Excerpt provided.
------------------------------------------------
Look at the attack vectors that are actually being used, and address them specifically, with minimally invasive measures.
If the problem is apps that allow remote control of your device, that people can be socially engineered into installing, put up barriers to gaining just that permissions. That approach would actually help motivate the problem (as scammers can now just use Google-approved apps for such things).
If the problem is ads that are pushing scams, Google could start with eradicating them from their own network. They seem to be the primary source. And, god forbid, perhaps even offer an ad blocker integrated in Android. (Yeah, I know.)
If the problem is scammers pretending to be a friend or family member in need of help though social apps, Google could force these apps to help users identify these cases (using local privacy friendly heuristics is course) for inclusion in the Play Store. And no, they wouldn't be able to demand the same from apps installed from elsewhere, but that should be firmly outside of their sphere of responsibility. And casual users would be extremely like to stick with the default app store anyhow.
Note that all three of these proposals provide a measure of safety from the problems they are addressing much larger than what Google is attempting by banning all non-Google-authorized applications.
I am quite genuinely curious what you think the best solution to prevent someone instructing a tech illiterate person over the phone to click through every permission warning about a malicious app they're installing is? No amount of scary menus will work. I feel like they only have 2 options, which is to limit some permissions without any exceptions (making their platform more closed), or make it harder to install apps as a whole.
------------------------------------------------
Data extract.
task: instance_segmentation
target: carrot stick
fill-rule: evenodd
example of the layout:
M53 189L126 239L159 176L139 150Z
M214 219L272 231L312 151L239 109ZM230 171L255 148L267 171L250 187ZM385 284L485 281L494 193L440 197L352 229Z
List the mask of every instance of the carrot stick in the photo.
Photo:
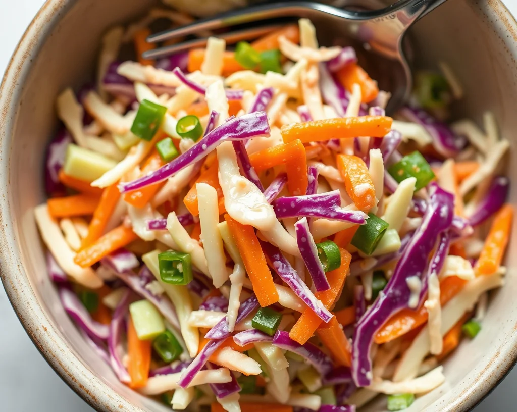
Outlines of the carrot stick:
M264 308L276 303L279 299L278 292L253 227L241 224L228 214L224 215L224 220L242 257L260 306Z
M372 80L368 73L360 66L355 63L346 65L336 73L339 82L348 91L352 91L354 83L361 87L361 101L369 103L379 94L377 82ZM368 134L363 135L368 136Z
M206 171L202 172L195 181L194 185L189 190L187 195L183 199L183 203L185 206L193 216L197 216L199 215L199 207L197 205L197 189L195 188L196 184L206 183L209 185L217 192L217 200L219 206L219 214L222 215L224 213L224 198L223 197L223 190L219 185L219 178L218 175L219 172L219 164L217 161L214 162Z
M99 198L90 194L74 194L49 199L47 203L53 217L70 218L93 215L99 204Z
M289 192L293 196L305 194L308 178L307 159L305 147L299 140L255 152L250 156L250 161L257 173L285 164Z
M358 208L368 210L375 205L375 189L364 161L350 155L338 155L338 169L345 181L346 193Z
M154 66L155 60L144 58L142 54L144 52L152 50L156 48L156 44L154 43L148 43L147 37L151 35L151 30L147 27L141 28L135 32L133 41L134 42L134 50L136 53L136 59L138 63L141 65L149 65Z
M455 296L467 281L457 276L446 278L440 282L440 304L443 306ZM428 312L423 306L418 309L402 309L391 316L375 335L375 342L382 343L396 339L427 322Z
M189 52L189 62L188 68L191 73L201 69L201 65L205 60L204 49L193 49ZM236 60L235 53L233 52L225 51L223 55L222 75L224 77L229 76L236 71L244 70L245 68Z
M288 24L279 28L272 33L266 35L263 37L255 40L251 43L251 47L255 50L263 52L266 50L273 50L280 48L278 38L283 36L295 44L300 42L300 29L297 24Z
M327 273L327 280L330 285L330 288L314 294L314 296L322 301L327 309L334 304L338 295L341 292L352 260L352 255L346 250L340 249L339 252L341 255L341 266ZM289 337L303 345L312 336L323 322L313 311L308 308L291 330Z
M393 119L385 116L361 116L311 120L284 125L280 129L284 143L297 139L302 143L361 136L382 138L390 131Z
M128 325L128 372L131 376L129 386L133 389L143 388L147 383L151 365L153 341L138 339L133 321L129 318Z
M336 363L342 366L350 366L352 347L336 316L328 323L323 323L317 328L316 333Z
M88 236L83 239L81 245L83 248L89 246L102 236L120 197L120 192L116 183L104 189L99 204L94 212L93 217L88 225Z
M509 204L503 206L496 213L474 267L477 275L490 274L497 270L508 244L513 218L513 208Z
M349 306L336 312L336 319L342 326L348 326L355 322L355 307Z
M112 252L127 246L137 239L138 236L131 228L121 224L79 252L73 261L81 267L91 266Z
M156 150L149 155L142 168L142 176L145 176L150 172L154 172L165 164ZM163 185L162 182L155 183L146 186L139 190L124 194L124 202L134 206L135 207L144 207L151 199L156 194L158 189Z
M60 182L68 188L73 189L78 192L81 192L85 194L91 194L93 196L100 196L102 194L102 189L90 186L90 184L80 179L76 179L71 176L68 176L63 169L59 171L57 178Z

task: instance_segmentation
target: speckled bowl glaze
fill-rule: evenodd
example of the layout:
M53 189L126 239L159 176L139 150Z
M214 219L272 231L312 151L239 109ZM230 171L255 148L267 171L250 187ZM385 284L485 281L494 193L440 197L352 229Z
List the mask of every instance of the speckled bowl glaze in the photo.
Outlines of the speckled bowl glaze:
M191 8L205 3L170 1ZM150 0L48 0L20 41L0 92L2 282L27 333L49 364L102 411L170 409L121 384L83 342L45 272L33 208L44 199L43 153L57 125L56 95L67 86L80 86L94 72L99 40L109 26L135 18L152 5ZM503 4L451 0L417 23L411 34L417 65L433 67L444 60L461 79L466 97L458 114L479 120L484 111L493 110L502 135L513 142L517 23ZM510 176L517 176L511 163ZM516 196L514 189L512 203ZM513 233L506 284L492 295L482 331L474 341L463 342L447 360L446 384L420 398L408 412L469 410L515 363L517 256L512 250L517 230ZM382 403L366 409L382 410Z

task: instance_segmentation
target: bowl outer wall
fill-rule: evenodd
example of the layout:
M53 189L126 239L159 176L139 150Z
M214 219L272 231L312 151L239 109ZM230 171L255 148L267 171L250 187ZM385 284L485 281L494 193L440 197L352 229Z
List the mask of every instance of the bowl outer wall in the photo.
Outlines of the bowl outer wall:
M134 18L151 4L49 0L20 41L0 88L0 276L20 321L49 364L103 411L170 409L120 384L73 327L43 269L32 209L44 199L40 171L56 125L55 96L88 78L106 28ZM460 19L464 24L458 24ZM439 56L464 82L468 100L459 113L480 123L483 111L493 110L501 134L514 145L517 24L504 6L498 0L451 0L412 31L418 62L432 67L434 56ZM430 38L433 42L425 40ZM517 173L514 167L511 163L510 176ZM515 200L512 191L514 204ZM510 250L514 244L512 240ZM515 363L517 271L513 254L508 254L507 284L492 300L482 332L474 341L463 342L446 362L447 383L420 398L409 412L469 410Z

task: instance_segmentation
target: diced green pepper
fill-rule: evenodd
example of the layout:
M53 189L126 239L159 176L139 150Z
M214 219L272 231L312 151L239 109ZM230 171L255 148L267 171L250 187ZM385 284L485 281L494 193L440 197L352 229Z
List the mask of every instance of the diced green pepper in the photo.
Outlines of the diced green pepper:
M158 255L160 277L165 283L188 285L192 280L192 260L188 253L170 250Z
M141 341L154 339L165 330L163 318L148 300L133 302L129 305L129 313L136 335Z
M150 141L160 128L167 108L147 100L140 103L131 131L143 140Z
M417 179L415 191L425 187L434 178L434 173L422 154L415 151L388 168L388 172L400 183L408 177Z
M269 308L261 308L251 321L251 326L272 336L278 329L282 315Z
M403 410L409 407L414 402L415 395L413 393L389 395L388 396L388 410Z
M165 330L157 336L153 341L153 347L168 363L176 360L183 353L183 348L170 330Z
M368 213L365 224L361 225L351 243L367 255L375 250L389 224L373 213Z

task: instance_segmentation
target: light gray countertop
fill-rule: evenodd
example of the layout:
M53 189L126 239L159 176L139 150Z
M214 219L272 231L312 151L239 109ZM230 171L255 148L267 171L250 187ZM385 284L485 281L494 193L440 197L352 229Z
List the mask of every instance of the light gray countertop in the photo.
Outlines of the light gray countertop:
M109 1L109 0L107 0ZM0 13L0 69L4 70L18 39L42 0L2 0ZM507 2L517 12L517 0ZM0 400L3 412L88 412L88 405L47 363L25 333L0 287ZM475 409L515 410L517 368Z

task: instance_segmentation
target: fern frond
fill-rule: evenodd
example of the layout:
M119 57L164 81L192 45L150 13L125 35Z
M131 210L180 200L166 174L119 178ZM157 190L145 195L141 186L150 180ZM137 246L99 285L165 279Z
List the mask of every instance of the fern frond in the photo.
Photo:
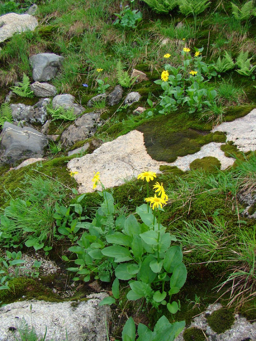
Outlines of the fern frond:
M0 107L0 127L2 127L4 122L12 122L13 120L12 110L7 103L3 103Z

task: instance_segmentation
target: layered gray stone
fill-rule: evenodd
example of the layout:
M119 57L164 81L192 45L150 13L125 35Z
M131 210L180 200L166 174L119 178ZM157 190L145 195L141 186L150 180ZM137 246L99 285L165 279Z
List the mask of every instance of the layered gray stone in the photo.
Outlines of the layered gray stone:
M55 87L48 83L35 82L30 85L30 88L37 97L52 97L57 93Z
M94 112L79 117L62 133L60 141L63 145L65 148L73 146L91 136L97 130L99 118L99 114Z
M100 94L92 97L88 102L87 106L91 107L93 105L93 102L102 101L106 99L107 104L108 105L115 105L119 103L122 99L123 95L123 88L120 85L117 85L113 91L109 94Z
M75 98L72 95L65 93L63 95L57 95L52 100L52 107L53 109L58 107L62 106L67 109L73 108L74 114L76 116L80 115L85 110L83 107L76 103L74 103Z
M3 127L1 138L0 160L6 163L30 158L41 158L48 145L47 137L35 129L29 127L21 128L7 122Z
M38 53L32 56L30 62L33 70L33 79L39 82L51 79L62 65L63 60L64 57L54 53Z
M99 306L107 295L103 293L92 294L88 300L63 302L44 301L23 301L7 305L0 308L0 341L15 341L11 327L19 327L24 320L30 326L32 323L38 339L47 332L45 341L106 341L107 332L105 321L109 329L111 311L108 306ZM31 305L32 308L31 310ZM14 335L19 338L17 330Z
M133 92L129 93L124 101L124 104L131 105L133 103L139 101L141 96L138 92Z
M16 32L34 31L38 25L37 19L29 14L8 13L0 16L0 43Z
M45 98L40 100L33 106L21 103L11 104L13 119L17 121L24 120L29 123L43 124L47 120L46 106L50 102L50 99Z

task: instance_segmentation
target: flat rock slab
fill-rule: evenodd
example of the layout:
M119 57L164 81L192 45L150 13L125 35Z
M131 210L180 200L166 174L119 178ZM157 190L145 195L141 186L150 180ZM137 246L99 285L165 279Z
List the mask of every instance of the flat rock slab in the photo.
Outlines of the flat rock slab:
M244 152L256 150L256 109L243 117L223 122L212 131L227 132L227 140L233 141Z
M10 38L16 32L34 31L38 25L37 20L30 14L8 13L0 17L0 43Z
M47 302L44 301L23 301L8 304L0 308L0 341L15 341L10 327L17 328L24 318L31 327L31 321L38 340L47 333L45 341L105 341L107 326L109 328L111 316L108 306L99 303L106 295L103 293L87 296L82 302ZM30 310L31 305L32 309ZM14 335L19 339L17 330Z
------------------------------------------------
Exercise prompt.
According to the text about Android scams, what could Google offer integrated into Android to address ads that push scams? The entries come from a source unrelated to the text about Android scams.

Completed task.
An ad blocker.